▸ Labeled-object pointing rows:
======
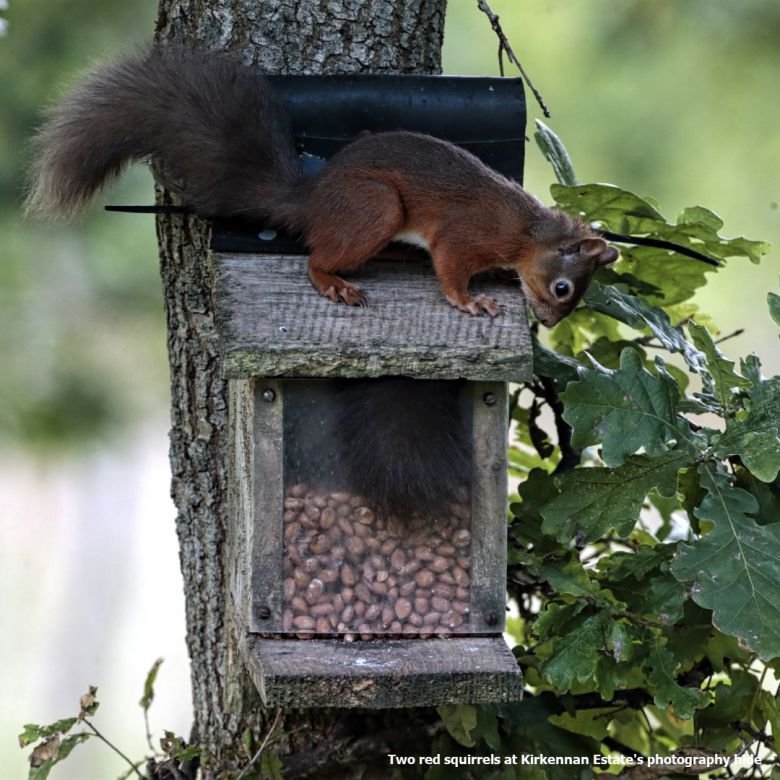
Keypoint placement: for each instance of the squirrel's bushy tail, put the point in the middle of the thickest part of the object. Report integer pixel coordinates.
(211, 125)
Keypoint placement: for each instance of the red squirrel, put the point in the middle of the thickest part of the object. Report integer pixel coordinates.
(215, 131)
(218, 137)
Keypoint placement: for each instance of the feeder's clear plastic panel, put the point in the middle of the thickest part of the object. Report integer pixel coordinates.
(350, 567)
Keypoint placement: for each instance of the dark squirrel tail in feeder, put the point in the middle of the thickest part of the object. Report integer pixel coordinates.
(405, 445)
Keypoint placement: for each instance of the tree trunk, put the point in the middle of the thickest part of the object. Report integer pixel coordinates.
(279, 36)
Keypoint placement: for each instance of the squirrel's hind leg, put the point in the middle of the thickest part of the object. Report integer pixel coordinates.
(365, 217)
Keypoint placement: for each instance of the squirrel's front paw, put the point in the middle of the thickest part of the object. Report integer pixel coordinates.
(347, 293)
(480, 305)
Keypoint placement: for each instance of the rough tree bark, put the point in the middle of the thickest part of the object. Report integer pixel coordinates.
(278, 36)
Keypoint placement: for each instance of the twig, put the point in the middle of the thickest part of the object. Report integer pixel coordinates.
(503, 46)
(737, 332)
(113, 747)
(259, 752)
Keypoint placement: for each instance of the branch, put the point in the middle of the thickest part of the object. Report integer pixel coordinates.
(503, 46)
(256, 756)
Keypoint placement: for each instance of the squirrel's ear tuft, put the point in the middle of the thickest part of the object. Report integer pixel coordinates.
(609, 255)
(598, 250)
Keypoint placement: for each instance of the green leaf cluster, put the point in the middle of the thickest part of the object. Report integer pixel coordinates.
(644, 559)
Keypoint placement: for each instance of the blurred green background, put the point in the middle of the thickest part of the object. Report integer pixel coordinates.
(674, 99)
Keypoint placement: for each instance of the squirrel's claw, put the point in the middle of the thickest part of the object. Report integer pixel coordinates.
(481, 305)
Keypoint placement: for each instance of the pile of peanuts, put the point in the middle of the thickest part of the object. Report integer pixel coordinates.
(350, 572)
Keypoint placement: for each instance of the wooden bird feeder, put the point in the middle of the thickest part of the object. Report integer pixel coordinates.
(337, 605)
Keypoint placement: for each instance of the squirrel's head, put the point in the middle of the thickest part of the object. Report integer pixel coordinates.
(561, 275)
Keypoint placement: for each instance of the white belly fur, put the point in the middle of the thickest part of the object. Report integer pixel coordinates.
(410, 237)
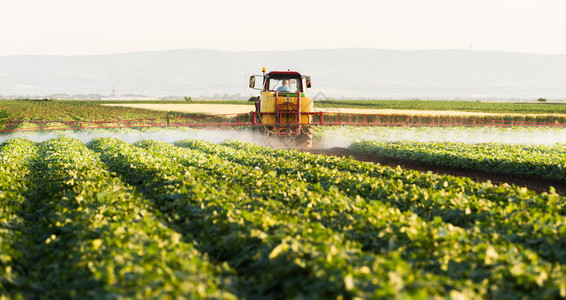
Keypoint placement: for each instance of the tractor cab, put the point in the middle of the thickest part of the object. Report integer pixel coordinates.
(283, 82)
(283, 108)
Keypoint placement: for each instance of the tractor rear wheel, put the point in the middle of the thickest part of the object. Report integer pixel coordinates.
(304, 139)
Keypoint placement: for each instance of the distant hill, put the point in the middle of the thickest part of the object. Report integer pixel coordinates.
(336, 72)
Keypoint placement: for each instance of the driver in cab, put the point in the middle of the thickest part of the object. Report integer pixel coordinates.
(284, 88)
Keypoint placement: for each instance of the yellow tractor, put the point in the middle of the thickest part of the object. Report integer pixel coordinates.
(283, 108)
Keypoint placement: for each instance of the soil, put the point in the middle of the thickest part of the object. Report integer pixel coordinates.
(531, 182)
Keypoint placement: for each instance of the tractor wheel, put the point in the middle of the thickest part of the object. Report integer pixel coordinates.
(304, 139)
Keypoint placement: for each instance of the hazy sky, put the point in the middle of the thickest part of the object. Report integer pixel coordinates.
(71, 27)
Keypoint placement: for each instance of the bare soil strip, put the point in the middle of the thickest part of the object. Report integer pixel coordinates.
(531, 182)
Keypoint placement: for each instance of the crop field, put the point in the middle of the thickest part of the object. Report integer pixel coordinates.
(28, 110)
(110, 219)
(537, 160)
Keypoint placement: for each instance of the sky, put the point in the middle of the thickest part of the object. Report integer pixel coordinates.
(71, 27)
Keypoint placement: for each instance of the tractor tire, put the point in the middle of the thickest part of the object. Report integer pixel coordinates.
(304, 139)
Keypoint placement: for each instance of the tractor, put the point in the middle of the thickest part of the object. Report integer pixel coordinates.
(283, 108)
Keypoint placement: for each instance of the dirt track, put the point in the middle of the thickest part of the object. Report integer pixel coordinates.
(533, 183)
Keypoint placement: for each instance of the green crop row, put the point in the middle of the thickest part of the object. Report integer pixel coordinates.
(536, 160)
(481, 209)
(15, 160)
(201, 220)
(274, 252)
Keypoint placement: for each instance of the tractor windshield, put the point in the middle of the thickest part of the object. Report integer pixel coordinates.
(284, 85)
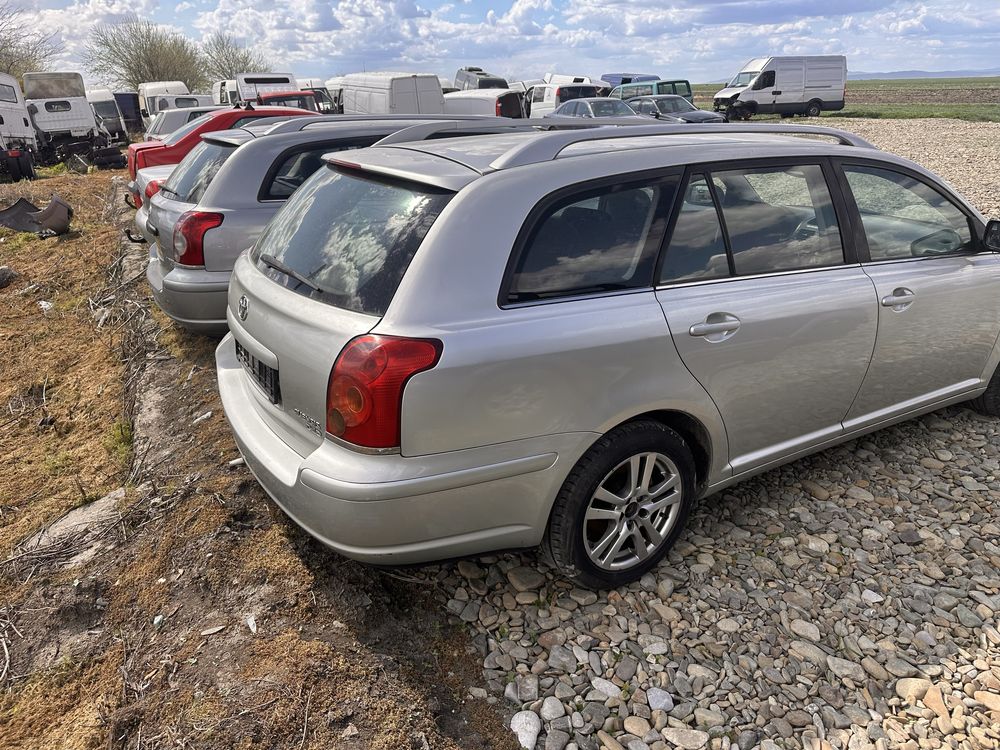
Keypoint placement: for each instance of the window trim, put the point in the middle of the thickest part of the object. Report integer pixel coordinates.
======
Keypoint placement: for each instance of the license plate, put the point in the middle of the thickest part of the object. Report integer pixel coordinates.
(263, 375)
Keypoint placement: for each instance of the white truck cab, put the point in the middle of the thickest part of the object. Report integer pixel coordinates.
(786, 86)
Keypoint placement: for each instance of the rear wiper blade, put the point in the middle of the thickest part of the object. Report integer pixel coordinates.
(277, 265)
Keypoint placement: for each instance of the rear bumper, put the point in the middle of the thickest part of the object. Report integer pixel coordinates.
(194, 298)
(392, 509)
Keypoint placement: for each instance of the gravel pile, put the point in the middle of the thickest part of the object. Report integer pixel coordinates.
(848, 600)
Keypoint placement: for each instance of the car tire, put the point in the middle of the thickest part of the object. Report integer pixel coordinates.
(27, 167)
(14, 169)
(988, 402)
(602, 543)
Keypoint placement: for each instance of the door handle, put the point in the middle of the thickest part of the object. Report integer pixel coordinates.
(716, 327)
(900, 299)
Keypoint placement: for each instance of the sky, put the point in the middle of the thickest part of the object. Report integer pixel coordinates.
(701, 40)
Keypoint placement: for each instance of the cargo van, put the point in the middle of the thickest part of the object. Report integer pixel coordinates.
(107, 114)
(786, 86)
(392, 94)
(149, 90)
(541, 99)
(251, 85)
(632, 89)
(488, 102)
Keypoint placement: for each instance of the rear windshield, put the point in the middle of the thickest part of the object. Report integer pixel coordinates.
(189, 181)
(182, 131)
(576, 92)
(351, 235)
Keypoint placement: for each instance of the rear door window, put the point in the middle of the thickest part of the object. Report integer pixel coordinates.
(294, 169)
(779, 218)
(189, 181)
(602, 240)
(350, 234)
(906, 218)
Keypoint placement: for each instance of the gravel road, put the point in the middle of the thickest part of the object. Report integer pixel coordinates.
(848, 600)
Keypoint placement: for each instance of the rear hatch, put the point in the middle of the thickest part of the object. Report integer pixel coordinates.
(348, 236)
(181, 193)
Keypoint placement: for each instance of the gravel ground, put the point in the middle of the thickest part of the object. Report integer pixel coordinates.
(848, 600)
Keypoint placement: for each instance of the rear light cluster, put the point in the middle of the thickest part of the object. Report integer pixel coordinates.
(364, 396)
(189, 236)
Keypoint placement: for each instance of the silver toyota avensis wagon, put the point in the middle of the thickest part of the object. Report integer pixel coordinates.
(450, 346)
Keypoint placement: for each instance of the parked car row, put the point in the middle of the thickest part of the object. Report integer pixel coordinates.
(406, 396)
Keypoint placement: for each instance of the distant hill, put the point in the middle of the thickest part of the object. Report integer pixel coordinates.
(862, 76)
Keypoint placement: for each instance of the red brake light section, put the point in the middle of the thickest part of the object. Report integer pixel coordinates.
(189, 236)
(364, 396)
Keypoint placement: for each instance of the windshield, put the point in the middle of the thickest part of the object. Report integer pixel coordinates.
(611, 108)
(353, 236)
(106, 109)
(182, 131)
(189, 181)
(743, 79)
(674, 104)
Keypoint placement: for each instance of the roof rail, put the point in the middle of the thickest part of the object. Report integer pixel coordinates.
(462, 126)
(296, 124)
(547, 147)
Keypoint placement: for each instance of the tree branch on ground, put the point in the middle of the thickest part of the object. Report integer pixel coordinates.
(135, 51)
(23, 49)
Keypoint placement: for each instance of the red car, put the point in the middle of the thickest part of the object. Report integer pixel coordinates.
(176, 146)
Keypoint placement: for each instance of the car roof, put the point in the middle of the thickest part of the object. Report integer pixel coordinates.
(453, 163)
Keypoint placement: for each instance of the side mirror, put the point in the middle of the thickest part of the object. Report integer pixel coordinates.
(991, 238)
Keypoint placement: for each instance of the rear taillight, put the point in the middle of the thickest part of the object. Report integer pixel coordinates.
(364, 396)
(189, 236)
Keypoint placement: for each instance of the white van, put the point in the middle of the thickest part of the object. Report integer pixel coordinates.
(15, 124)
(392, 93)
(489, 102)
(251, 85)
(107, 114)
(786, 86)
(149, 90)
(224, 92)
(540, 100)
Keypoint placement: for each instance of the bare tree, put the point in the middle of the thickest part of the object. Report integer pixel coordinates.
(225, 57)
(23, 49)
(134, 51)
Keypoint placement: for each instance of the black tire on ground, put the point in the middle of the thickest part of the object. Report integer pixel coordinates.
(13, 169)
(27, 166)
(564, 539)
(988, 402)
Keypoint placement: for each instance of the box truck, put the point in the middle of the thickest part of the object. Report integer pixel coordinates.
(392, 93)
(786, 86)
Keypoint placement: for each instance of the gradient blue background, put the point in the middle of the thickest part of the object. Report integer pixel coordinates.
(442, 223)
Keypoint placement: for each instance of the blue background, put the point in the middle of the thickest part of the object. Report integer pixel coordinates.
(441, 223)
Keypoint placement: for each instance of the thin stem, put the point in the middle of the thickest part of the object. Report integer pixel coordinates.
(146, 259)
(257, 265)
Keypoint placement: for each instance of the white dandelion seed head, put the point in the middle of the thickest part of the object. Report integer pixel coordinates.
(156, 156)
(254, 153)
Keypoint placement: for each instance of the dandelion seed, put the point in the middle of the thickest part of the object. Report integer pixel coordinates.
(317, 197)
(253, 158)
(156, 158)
======
▸ Job: Reproduce word for word the lines starting with the one that contains "Keypoint placement: for each instance of the green crop" and going on through the one that contains "Keypoint placement: for each instance of the window". Leave the pictures out of your answer.

▸ Response to the task:
Keypoint placement: for each instance of the green crop row, put the point in the middle of the thickest part of the object. Report integer pixel coordinates.
(536, 160)
(481, 209)
(15, 160)
(201, 220)
(274, 252)
Keypoint placement: for each instance of the tractor windshield, put the point in the middle of the thickest part of the object. Report integer pixel coordinates.
(284, 85)
Keypoint placement: for each instance of the window trim, put the point in the middle of the thickest part of the object. Report integer pixel coordinates.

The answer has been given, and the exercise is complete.